▸ **Data to examine**:
- Opening Delimiter -
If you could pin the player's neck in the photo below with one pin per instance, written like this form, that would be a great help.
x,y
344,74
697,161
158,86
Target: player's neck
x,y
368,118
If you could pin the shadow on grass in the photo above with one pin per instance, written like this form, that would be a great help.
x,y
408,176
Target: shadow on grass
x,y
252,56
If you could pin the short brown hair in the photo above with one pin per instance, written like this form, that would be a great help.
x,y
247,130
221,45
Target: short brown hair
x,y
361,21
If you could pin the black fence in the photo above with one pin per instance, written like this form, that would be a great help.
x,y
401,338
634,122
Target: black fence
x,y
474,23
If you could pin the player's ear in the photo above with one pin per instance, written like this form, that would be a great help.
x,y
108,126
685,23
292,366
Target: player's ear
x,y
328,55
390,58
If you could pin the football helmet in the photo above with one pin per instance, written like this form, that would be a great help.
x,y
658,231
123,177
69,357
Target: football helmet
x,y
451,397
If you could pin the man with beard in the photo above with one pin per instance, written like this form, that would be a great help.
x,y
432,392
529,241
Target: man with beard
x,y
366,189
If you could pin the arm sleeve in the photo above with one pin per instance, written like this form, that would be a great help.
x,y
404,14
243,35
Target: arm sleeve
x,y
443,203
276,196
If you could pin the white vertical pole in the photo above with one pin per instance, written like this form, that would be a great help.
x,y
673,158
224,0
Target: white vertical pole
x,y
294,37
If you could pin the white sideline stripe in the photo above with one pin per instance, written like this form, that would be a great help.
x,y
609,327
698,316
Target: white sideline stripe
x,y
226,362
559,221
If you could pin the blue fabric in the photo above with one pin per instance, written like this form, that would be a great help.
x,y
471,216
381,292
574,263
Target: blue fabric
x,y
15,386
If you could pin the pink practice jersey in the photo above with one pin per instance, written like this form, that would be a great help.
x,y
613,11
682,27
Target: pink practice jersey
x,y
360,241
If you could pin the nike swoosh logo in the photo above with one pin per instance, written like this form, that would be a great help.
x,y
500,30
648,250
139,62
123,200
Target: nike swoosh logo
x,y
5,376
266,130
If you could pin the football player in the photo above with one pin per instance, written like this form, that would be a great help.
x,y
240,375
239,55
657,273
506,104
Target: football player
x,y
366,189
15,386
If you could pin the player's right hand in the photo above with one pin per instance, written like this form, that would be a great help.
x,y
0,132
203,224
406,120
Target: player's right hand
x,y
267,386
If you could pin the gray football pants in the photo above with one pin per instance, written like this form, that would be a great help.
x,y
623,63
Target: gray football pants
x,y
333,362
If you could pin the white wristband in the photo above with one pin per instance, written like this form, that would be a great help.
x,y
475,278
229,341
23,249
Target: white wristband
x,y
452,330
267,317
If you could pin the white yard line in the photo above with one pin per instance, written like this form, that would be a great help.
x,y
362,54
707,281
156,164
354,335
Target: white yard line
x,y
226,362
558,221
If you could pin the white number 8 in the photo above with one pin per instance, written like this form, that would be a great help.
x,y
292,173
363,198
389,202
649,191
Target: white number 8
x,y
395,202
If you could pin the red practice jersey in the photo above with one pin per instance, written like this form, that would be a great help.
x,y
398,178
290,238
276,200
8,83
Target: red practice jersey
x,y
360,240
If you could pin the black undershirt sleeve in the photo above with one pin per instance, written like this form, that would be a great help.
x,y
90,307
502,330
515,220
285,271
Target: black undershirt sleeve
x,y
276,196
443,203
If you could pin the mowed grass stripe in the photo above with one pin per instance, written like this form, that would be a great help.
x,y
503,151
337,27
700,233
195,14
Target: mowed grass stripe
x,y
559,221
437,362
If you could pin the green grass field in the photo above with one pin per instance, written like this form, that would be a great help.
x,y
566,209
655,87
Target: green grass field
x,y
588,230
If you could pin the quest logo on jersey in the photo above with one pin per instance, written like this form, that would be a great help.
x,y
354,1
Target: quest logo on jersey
- Closing Delimiter -
▸ **Task goal**:
Wherever a line of the data above contains "quest", copy that line.

▸ **Problem solution**:
If you could pin the quest logo on jersey in the photo above with one pin per instance, written like this form, that would be a great help.
Target: quest logo on jersey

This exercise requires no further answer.